## REQUIRED TASKS
1. According to the Unjong-guyok text, in what year was the district originally created?
2. From the Unjong-guyok text, write out the part between "Ŭnjŏng-guyŏk, or Ŭnjŏng" and "Songryongdong, and Jikyongdong).", inclusive.

## TEXT PASSAGE
§ §

Korean transcription(s)
- • Hanja: 恩情區域
- • McCune-Reischauer: Ŭnjŏng-guyŏk
- • Revised Romanization: Eunjeongguyeok
- Location of Unjong-guyok within Pyongyang
- Coordinates: 39°12′20″N 125°51′50″E﻿ / ﻿39.20556°N 125.86389°E
- Country: North Korea
- Direct-administered city: P'yŏngyang-Chikhalsi

Area
- • Total: 34.32 km^{2} (13.25 sq mi)

Population (2008)
- • Total: 47,569
- • Density: 1,386/km^{2} (3,590/sq mi)

= Unjong-guyok =

District of Pyongyang

Ŭnjŏng-guyŏk, or Ŭnjŏng District is one of the 19 guyok which constitute the city of Pyongyang, North Korea. It is known for its scientific facilities. The district was named as such to honor the "benevolent affection (Korean word is Unjong)" and love of the Kim family towards the country's scientists.

==History==
During the Joseon Dynasty, the regions that form the modern district were part of Ryongakbang (룡악방, 龍岳坊) of Pyongyang and Sunchon County. In 1896, it became a myeon of two different subdivisions, Pyongyang and Sunchon.
The district was originally created in 1995 from parts of the region of the city of Pyongsong (which were Doksandong, Paesan-dong, Songryongdong, and Jikyongdong).

§ §

## DATASET EXTRACT
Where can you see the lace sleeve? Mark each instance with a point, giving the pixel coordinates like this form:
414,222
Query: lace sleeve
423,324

§ §

## THE RESULTS
1. 1995

2.
Ŭnjŏng-guyŏk, or Ŭnjŏng District is one of the 19 guyok which constitute the city of Pyongyang, North Korea. It is known for its scientific facilities. The district was named as such to honor the "benevolent affection (Korean word is Unjong)" and love of the Kim family towards the country's scientists.

==History==
During the Joseon Dynasty, the regions that form the modern district were part of Ryongakbang (룡악방, 龍岳坊) of Pyongyang and Sunchon County. In 1896, it became a myeon of two different subdivisions, Pyongyang and Sunchon.
The district was originally created in 1995 from parts of the region of the city of Pyongsong (which were Doksandong, Paesan-dong, Songryongdong, and Jikyongdong).